Source extract -
╔══

Pets
Who has the greatest dog?
01:00 AM EDT on Sunday, August 3, 2008

From left, David, Beth Joy, Brandy and Travis compete in the new CBS reality show that pits dogs and their owners against each other in elimination challenges for the title of “Greatest American Dog.”
CBS / MONTY BRINTON
I really, really, really love dogs. I give my three-year-old Westie birthday parties, buy her plane tickets and take her on play dates. I stop owners on the street to fawn over their Bichons and Wheatens and Labs. If I find myself in front of a television on Super Bowl Sunday, I watch Animal Planet’s “Puppy Bowl,” which is essentially a passel of young dogs wandering aimlessly around a playpen designed to look like a football field. It goes on for hours.
So imagine my elation when I learned that CBS was doing a series called Greatest American Dog. I tried to forget that it was a reality show, one of the most hideous, soul-destroying genres ever hatched.

╚══

Information supplied -

╔══

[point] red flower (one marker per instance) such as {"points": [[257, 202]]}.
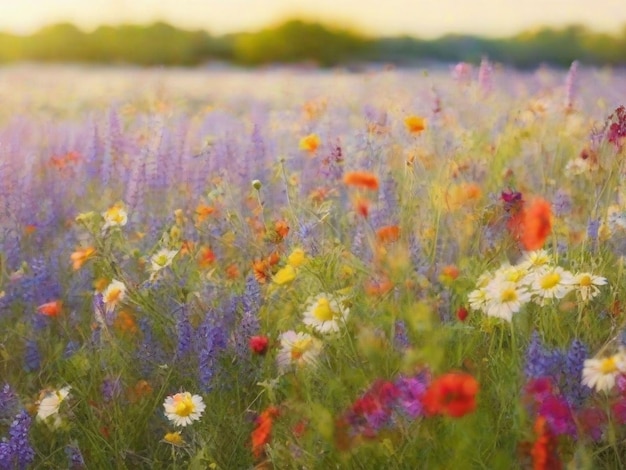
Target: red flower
{"points": [[262, 432], [462, 313], [537, 225], [544, 448], [51, 309], [258, 344], [452, 394]]}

╚══

Problem description -
In the Greatest American Dog column, what does the writer watch on television on Super Bowl Sunday? The listing is separate material from the Greatest American Dog column.

The response -
Animal Planet's "Puppy Bowl."